---- Excerpted text

So, Inspector Climate and I drove for an hour and some minutes to arrive at a police station.  We parked out front, I was nearly clapping with glee and walked inside where the police officer came out and said "oh yeah, sorry, we can't actually do the fingerprints if they're non-criminal...you should try the main police station for the area [station #6 who never did call me back], and they should be able to do it."

And so we left said police station, sat in the car in the parking lot and I called that main area police station who assured me that the centralised booking system was what everyone used these days and that they were sorry they couldn't help me.

And as soon as I hung up, I cried. I cried big ugly tears with spit bubbles coming out of my mouth and snot shooting out of my nose in the most unlady like fashion.  I wailed how unfair it is that each and every FUCKING step of this process has to be so hard.  I was distraught, the frustration and the pain and the angst just all came pouring out.

Inspector Climate dutifully rubbed my back and told me it would be ok and I angrily said "It's not going to be ok! Stop saying it's going to be OK! Nothing is ok! This is too hard!"And more spit bubbles.

"I've been thinking...maybe we should get married" he said.

"You're just saying that to make me stop crying...you'll do anything to make me stop crying" I sobbed.


Because the truth is...I don't always say the right thing either.


Saturday, September 03, 2011

Let's rewind...to my birthday

Last Saturday, I turned twenty six. I find that birthdays are a better time to make some yearly goals than the New Year for me. I am not sure why that is.

Lets take a look at last year's goals:

1.  Get a job. I want a job that fulfils my visa requirements, that makes me feel like I am contributing to something useful in this world, that is hopefully in melbourne - but if not somewhere that's beautiful to live and near good yoga (one can't be too picky), that while I may not love going to work EVERY day makes me inspired and excited. Also, not to be too you know...picky, but soon would be nice...Just Sayin',

Ok, so the year prior I had these goals where I learned that perhaps I should be specific in visualising what I want.  A lesson I clearly needed to remember this time - I did get a job that fulfilled my visa, however I only had it for 3 months. Which is unfortunately not even close to long enough to appease the visa gods.

--------

> [Parts of the exercise]:
a - Translate this sentence from the blog post into Spanish: "I find that birthdays are a better time to make some yearly goals than the New Year for me."
b - Repeat the blog post word for word between "Last Saturday, I" and "why that is.", inclusive.
c - In the blog post, how long did the writer have the job that fulfilled the visa?

---- Input data

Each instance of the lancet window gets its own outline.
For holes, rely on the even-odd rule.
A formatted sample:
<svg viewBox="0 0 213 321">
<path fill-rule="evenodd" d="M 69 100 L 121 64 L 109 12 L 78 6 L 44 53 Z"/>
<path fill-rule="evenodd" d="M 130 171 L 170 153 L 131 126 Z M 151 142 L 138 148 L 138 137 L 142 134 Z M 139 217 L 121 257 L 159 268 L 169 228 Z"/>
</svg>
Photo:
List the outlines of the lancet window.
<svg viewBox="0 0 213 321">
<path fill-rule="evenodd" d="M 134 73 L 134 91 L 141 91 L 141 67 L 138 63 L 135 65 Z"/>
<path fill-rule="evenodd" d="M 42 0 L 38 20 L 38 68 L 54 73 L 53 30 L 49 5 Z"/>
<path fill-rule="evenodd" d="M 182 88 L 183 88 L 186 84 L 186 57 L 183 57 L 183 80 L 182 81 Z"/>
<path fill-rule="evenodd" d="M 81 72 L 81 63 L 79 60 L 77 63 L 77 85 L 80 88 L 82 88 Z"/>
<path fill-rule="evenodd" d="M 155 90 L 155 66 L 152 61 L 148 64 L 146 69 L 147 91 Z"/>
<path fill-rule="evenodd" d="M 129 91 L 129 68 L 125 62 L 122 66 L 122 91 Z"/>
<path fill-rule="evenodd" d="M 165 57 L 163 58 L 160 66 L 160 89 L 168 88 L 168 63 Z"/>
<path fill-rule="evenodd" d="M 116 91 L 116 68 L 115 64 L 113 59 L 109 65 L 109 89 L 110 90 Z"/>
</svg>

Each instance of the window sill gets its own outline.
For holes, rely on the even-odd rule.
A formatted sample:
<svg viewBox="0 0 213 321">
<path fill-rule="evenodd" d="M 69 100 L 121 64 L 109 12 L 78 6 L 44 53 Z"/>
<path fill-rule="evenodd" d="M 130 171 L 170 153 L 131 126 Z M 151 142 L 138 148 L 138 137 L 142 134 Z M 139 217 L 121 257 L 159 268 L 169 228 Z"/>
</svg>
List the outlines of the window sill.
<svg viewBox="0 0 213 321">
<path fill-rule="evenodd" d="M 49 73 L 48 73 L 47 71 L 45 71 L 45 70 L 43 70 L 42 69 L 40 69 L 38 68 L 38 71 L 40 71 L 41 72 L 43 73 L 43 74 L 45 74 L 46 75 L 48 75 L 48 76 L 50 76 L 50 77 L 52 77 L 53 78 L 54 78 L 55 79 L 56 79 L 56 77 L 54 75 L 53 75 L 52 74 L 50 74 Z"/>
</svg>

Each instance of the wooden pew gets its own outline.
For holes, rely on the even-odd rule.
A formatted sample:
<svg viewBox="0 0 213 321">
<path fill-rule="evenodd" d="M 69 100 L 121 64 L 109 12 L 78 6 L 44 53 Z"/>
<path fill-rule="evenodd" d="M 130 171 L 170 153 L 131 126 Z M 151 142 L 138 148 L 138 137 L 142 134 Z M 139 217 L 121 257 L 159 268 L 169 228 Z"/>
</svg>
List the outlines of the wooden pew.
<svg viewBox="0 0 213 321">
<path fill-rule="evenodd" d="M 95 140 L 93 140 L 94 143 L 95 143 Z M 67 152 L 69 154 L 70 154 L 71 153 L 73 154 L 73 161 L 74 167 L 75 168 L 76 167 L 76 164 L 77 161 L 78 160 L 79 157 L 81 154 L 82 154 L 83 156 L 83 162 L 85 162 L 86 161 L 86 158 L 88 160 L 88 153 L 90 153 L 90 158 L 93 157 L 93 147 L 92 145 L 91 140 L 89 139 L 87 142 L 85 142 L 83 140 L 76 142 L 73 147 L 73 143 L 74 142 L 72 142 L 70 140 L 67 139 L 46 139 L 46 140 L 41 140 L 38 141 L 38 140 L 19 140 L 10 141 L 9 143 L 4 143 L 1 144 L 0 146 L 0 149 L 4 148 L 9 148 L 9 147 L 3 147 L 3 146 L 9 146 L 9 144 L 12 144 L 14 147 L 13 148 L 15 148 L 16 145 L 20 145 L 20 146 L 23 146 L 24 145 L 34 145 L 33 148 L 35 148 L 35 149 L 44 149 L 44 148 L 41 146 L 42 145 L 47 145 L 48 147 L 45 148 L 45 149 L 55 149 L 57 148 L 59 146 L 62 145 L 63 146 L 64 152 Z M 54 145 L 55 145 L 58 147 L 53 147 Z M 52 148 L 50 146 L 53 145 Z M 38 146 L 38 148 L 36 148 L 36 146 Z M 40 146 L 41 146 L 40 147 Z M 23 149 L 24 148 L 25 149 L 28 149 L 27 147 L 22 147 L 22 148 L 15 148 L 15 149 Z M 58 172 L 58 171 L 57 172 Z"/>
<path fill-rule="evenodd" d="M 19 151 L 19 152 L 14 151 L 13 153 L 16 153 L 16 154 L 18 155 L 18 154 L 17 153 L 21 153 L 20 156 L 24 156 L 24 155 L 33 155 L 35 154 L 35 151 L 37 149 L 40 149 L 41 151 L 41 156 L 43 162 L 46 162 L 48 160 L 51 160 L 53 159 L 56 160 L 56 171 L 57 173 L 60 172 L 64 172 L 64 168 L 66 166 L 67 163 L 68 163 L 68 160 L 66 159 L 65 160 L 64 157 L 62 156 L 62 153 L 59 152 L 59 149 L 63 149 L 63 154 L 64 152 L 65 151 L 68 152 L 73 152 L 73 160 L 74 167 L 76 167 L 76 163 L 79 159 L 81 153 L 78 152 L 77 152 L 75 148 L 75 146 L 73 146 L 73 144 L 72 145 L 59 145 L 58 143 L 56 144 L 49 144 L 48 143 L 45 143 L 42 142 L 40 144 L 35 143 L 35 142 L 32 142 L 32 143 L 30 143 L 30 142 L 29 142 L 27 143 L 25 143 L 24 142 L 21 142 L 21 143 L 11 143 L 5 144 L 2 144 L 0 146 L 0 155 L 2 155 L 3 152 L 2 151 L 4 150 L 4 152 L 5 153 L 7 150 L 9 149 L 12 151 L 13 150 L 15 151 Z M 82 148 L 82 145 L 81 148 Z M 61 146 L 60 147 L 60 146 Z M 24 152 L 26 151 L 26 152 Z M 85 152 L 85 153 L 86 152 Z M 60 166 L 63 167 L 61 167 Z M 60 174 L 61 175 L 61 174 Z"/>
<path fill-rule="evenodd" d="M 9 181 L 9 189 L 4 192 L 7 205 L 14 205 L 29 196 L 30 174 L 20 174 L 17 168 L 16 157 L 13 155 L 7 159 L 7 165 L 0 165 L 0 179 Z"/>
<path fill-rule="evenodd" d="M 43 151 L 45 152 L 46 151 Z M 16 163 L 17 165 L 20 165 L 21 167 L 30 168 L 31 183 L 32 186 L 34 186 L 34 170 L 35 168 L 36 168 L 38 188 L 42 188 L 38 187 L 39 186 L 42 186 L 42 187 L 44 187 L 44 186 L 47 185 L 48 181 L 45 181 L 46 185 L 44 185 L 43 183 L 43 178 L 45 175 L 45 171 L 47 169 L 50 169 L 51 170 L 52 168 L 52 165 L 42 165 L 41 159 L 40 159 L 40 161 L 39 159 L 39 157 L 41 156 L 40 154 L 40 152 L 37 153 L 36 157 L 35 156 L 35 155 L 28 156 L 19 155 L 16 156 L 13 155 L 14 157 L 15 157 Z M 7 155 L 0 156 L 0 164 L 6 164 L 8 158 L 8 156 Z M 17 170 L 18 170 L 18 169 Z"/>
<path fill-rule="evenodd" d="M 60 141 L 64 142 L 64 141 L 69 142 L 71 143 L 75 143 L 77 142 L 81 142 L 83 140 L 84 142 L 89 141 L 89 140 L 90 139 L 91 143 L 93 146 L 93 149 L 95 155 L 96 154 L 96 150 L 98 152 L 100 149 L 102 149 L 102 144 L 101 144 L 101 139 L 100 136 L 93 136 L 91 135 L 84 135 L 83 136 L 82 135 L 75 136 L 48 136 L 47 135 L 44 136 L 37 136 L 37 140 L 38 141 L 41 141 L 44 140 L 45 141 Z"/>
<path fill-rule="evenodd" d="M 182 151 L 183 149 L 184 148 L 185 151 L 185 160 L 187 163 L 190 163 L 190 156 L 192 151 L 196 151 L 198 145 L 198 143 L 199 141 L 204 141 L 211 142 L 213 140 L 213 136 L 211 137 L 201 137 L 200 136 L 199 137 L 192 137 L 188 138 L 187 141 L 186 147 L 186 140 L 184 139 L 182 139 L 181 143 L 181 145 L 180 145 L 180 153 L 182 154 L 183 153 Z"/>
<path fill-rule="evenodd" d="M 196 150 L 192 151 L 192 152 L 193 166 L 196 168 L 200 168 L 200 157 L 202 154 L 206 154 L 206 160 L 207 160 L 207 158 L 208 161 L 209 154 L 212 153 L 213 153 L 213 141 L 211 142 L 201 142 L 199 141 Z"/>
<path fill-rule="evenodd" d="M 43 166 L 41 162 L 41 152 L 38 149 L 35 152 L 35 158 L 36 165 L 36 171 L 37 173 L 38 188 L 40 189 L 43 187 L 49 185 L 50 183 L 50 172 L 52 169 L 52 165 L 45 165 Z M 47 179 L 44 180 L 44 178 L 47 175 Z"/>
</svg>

--------

> [Answers for each item]:
a - Creo que, para mí, los cumpleaños son un mejor momento que el Año Nuevo para fijarme algunas metas anuales.

b -
Last Saturday, I turned twenty six. I find that birthdays are a better time to make some yearly goals than the New Year for me. I am not sure why that is.

c - Only 3 months.